Stated goal A » Count the lines in the rows below that contain the string "green". Case counts. Give only the number.

Text passage »
........

True, they are in business to make money, they just use various means to do so. While we would be better off with a lot fewer of these companies, it is the way of business now more so than ever before. There are fewer and fewer independent owners and more and more large corporations owning dozens of companies.


----------



## Robert1950 (Jan 21, 2006)

Henry's POV.....

Gibson CEO Henry Juszkiewicz: “Guitars from the ’50s are what the purists want, but we have to have something new and exciting” | MusicRadar


----------



## Skippy (May 3, 2006)

Robert1950 said:


> Henry's POV.....
> 
> Gibson CEO Henry Juszkiewicz: “Guitars from the ’50s are what the purists want, but we have to have something new and exciting” | MusicRadar


Henry needs to go , sooner the better for the survival of this company. Fender is still selling guitars from the 50’s in droves to the younger demographic and also managed to resurrect Gretsch. Purists want well built guitars at an affordable price point and kids can’t afford $4000.00 new groovy Gibson designs. Don’t compare a wooden musical instrument to a film camera or other piece of electronics. The violin has not changed for centuries for a reason. I like the old Gibson models , well some anyways, and the only new and exciting I want to hear is better management, woods, quality control, and customer service.


----------



## guitarman2 (Aug 25, 2006)

Robert1950 said:


> Henry's POV.....
> 
> Gibson CEO Henry Juszkiewicz: “Guitars from the ’50s are what the purists want, but we have to have something new and exciting” | MusicRadar


I don't think I understand what he's trying to say about blaming the purists and 50's designed guitars. Is he blaming us players that prefer the way they were made in the 50's? That would be ludicrous. Why not embrace it and pump out those 50's guitars. It would be so easy. The R&D was done decades ago all you have to do is make them. 
I never really considered my self a purist. I like what I like and I gravitate towards it. I have tried just about everything but the 5 guitars I own now are all faithful reissues. A 1939 and 1941 Martin Authentic, 1952 tele, 1956 strat reissue and a 1951 Nocaster. So its my fault companies like Gibson are failing. WTF.
Maybe I'm reading it wrong but this Henry guy should just make what people want and stop trying to come up with the next greatest thing. Guitarists in general are traditionalists and don't like to change much off the proven designs. I'm sure there are lots out there that like new and innovative but apparently not enough for Gibson.


----------



## Robert1950 (Jan 21, 2006)

Fender may be selling guitars from the 50s in droves, but not with totally 50s specs, especially with a 7.5" radius and vintage frets. I am NOT a purist either, but Henry seems more to force his ideas for innovation rather than let it come from the evolution of design that successfully tweaks and improves on an already good working idea. Hardcore luddite purists can irritate me to no end.


----------



## guitarman2 (Aug 25, 2006)

Robert1950 said:


> Fender may be selling guitars from the 50s in droves, *but not with totally 50s specs*, especially with a 7.5" radius and vintage frets. I am NOT a purist either, but Henry seems more to force his ideas for innovation rather than let it come from the evolution of design that successfully tweaks and improves on an already good working idea. Hardcore luddite purists can irritate me to no end.

........

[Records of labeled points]
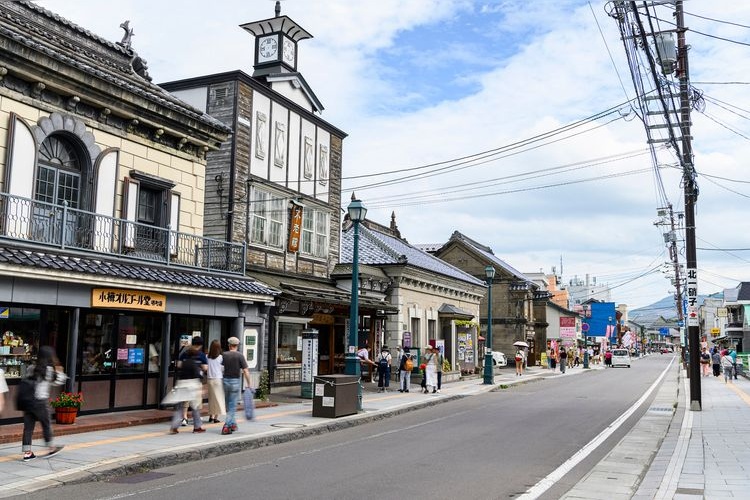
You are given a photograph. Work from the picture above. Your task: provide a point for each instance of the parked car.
(499, 359)
(620, 357)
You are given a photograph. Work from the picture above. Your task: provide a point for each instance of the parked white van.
(620, 357)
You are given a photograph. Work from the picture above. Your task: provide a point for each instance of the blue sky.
(416, 82)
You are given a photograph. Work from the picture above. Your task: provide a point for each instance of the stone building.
(436, 302)
(102, 251)
(275, 186)
(513, 295)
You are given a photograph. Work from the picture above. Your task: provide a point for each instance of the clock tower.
(275, 44)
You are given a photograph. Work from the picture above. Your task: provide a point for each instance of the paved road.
(494, 445)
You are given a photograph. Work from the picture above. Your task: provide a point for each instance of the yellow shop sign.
(128, 299)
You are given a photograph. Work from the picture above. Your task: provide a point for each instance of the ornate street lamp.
(585, 337)
(489, 371)
(357, 213)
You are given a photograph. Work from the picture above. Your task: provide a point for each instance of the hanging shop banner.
(692, 299)
(128, 299)
(567, 327)
(295, 228)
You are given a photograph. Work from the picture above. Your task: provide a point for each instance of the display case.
(15, 365)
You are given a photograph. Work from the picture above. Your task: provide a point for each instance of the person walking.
(727, 365)
(235, 367)
(47, 372)
(190, 372)
(384, 369)
(563, 360)
(430, 360)
(197, 344)
(441, 359)
(405, 366)
(3, 389)
(705, 362)
(716, 362)
(215, 376)
(733, 355)
(552, 360)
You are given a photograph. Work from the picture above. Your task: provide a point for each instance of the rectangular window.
(314, 233)
(259, 209)
(308, 224)
(148, 206)
(276, 216)
(415, 329)
(267, 223)
(287, 351)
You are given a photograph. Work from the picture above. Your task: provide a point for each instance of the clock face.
(268, 49)
(288, 54)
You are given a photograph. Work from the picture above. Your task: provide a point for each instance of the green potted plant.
(66, 406)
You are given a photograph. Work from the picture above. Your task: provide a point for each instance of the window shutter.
(19, 178)
(129, 211)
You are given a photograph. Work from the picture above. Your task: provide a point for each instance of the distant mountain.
(664, 308)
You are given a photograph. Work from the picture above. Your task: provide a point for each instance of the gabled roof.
(51, 36)
(376, 248)
(297, 81)
(487, 253)
(12, 257)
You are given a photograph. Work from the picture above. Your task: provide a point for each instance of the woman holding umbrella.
(520, 356)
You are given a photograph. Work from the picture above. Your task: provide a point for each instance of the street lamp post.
(585, 338)
(489, 371)
(357, 213)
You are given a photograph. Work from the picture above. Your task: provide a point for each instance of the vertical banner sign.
(567, 327)
(692, 293)
(295, 228)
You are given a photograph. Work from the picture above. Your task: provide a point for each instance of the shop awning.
(320, 292)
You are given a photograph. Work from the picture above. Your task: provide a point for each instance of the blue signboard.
(135, 356)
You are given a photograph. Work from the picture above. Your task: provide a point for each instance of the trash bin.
(335, 395)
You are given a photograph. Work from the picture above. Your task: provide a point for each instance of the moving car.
(499, 359)
(620, 357)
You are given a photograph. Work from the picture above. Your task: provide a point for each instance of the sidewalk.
(668, 454)
(100, 453)
(675, 453)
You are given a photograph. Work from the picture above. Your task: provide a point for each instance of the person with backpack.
(3, 389)
(33, 400)
(384, 369)
(405, 367)
(519, 362)
(430, 371)
(190, 370)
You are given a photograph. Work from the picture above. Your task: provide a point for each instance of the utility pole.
(691, 196)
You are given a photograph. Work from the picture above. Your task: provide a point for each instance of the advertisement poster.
(461, 346)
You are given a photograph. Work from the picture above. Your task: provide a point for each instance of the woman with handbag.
(215, 376)
(191, 369)
(47, 372)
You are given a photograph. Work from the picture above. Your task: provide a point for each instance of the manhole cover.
(140, 478)
(661, 409)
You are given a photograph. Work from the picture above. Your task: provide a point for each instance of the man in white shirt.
(3, 389)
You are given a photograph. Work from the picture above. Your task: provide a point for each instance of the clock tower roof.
(278, 24)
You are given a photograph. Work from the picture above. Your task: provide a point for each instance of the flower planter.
(64, 415)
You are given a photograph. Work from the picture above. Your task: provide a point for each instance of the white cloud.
(421, 81)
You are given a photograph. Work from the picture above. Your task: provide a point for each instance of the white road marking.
(553, 477)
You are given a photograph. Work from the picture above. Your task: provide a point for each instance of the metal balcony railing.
(63, 227)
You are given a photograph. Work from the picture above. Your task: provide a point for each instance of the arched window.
(58, 177)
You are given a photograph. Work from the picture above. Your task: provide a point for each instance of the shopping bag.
(248, 400)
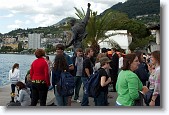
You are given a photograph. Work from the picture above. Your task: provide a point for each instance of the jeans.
(85, 100)
(13, 88)
(13, 91)
(60, 100)
(78, 83)
(101, 100)
(39, 91)
(157, 101)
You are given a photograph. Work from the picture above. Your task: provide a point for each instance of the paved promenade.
(5, 97)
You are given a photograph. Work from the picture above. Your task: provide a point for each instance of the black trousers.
(39, 92)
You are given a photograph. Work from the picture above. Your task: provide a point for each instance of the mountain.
(138, 7)
(63, 21)
(148, 11)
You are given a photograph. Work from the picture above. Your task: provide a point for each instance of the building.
(120, 37)
(34, 41)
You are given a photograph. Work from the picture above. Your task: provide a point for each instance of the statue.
(79, 30)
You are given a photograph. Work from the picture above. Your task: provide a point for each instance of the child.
(24, 94)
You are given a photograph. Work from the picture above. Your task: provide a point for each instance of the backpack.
(66, 84)
(94, 84)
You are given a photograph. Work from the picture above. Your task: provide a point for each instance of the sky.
(42, 13)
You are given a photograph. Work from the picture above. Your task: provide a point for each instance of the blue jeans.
(78, 83)
(60, 100)
(85, 100)
(101, 100)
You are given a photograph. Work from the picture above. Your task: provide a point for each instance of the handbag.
(139, 101)
(148, 96)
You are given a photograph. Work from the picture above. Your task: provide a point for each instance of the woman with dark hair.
(154, 80)
(24, 94)
(142, 71)
(60, 65)
(39, 75)
(14, 75)
(128, 84)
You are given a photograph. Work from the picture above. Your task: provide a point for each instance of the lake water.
(7, 61)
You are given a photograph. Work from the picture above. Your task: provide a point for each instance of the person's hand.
(88, 4)
(152, 103)
(145, 89)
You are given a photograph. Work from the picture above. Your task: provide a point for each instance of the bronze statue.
(79, 30)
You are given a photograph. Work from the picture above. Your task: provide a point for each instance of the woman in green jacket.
(128, 84)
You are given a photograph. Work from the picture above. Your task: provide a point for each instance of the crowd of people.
(129, 75)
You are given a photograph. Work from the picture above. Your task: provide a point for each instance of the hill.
(138, 7)
(145, 11)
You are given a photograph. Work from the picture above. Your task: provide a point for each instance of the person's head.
(72, 21)
(104, 61)
(155, 57)
(104, 50)
(89, 52)
(60, 48)
(113, 50)
(39, 53)
(130, 62)
(79, 52)
(47, 57)
(100, 55)
(20, 85)
(139, 55)
(16, 65)
(60, 62)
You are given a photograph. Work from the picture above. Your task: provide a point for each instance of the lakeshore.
(5, 98)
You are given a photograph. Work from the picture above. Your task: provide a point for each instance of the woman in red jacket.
(39, 74)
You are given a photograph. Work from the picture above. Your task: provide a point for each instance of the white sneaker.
(78, 101)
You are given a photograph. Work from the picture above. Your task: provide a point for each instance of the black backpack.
(66, 84)
(93, 84)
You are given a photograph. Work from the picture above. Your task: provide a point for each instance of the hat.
(104, 60)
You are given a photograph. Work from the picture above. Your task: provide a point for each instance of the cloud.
(7, 16)
(35, 13)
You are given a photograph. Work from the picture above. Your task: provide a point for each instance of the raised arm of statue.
(74, 36)
(87, 16)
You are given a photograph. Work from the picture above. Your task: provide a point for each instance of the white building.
(34, 41)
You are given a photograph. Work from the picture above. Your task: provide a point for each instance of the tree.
(98, 25)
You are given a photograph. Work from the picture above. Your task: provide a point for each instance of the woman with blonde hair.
(14, 75)
(128, 84)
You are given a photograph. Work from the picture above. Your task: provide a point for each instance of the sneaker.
(78, 101)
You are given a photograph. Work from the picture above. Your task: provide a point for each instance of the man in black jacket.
(114, 64)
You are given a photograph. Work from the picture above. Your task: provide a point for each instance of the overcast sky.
(42, 13)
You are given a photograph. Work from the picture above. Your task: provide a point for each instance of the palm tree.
(98, 25)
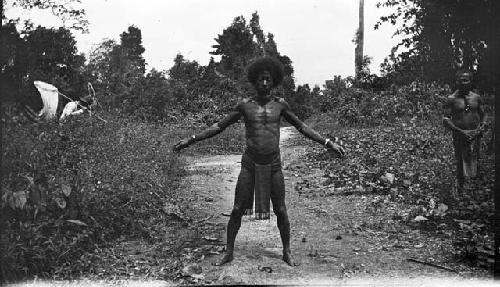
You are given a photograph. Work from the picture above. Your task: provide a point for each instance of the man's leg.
(233, 226)
(243, 196)
(279, 208)
(457, 144)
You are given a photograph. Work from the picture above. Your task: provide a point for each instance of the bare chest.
(264, 114)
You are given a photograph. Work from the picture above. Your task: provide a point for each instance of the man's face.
(264, 84)
(463, 82)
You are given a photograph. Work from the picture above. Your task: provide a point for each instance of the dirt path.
(335, 237)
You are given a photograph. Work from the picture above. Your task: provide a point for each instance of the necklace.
(467, 105)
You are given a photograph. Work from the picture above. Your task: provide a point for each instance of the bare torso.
(465, 110)
(262, 124)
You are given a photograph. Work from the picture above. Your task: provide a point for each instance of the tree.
(73, 18)
(359, 40)
(443, 36)
(236, 47)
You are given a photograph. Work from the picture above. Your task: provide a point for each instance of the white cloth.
(71, 109)
(50, 98)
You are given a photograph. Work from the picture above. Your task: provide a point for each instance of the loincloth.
(467, 154)
(255, 182)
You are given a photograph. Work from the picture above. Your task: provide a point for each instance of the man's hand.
(182, 144)
(336, 147)
(469, 134)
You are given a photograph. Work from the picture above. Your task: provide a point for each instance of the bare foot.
(228, 257)
(287, 257)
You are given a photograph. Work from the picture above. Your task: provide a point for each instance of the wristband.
(326, 141)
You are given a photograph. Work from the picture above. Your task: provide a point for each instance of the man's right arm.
(213, 130)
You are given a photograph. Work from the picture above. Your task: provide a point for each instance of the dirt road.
(335, 237)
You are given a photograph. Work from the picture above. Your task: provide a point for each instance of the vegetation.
(70, 189)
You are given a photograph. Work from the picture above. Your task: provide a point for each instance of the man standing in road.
(261, 163)
(464, 116)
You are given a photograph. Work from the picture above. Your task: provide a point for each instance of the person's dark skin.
(463, 113)
(262, 115)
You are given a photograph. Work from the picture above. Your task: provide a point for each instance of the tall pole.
(358, 57)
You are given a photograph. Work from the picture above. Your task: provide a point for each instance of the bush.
(68, 188)
(357, 107)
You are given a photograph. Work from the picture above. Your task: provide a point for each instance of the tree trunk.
(358, 57)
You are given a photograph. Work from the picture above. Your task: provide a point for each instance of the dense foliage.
(66, 188)
(441, 36)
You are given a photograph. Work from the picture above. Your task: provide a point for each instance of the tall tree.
(236, 47)
(360, 34)
(442, 36)
(72, 16)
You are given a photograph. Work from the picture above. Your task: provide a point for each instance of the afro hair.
(270, 64)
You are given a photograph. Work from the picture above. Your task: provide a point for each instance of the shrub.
(68, 187)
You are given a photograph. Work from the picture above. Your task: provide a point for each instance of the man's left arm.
(482, 116)
(309, 132)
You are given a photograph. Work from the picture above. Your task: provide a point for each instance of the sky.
(316, 34)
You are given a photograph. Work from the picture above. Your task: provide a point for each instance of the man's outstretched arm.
(213, 130)
(309, 132)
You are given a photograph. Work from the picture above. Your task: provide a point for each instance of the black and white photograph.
(249, 142)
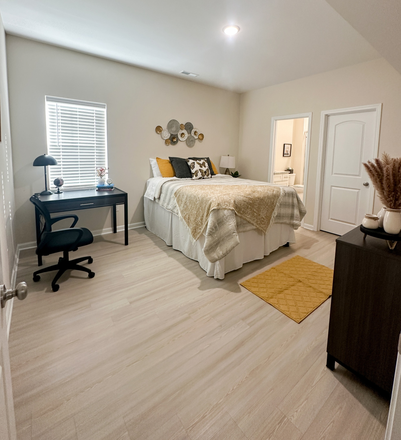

........

Stated goal B » Translate this sentence from the forum thread on Gibson guitars above into Spanish: "The violin has not changed for centuries for a reason."

Final result A » 2

Final result B » El violín no ha cambiado durante siglos por una razón.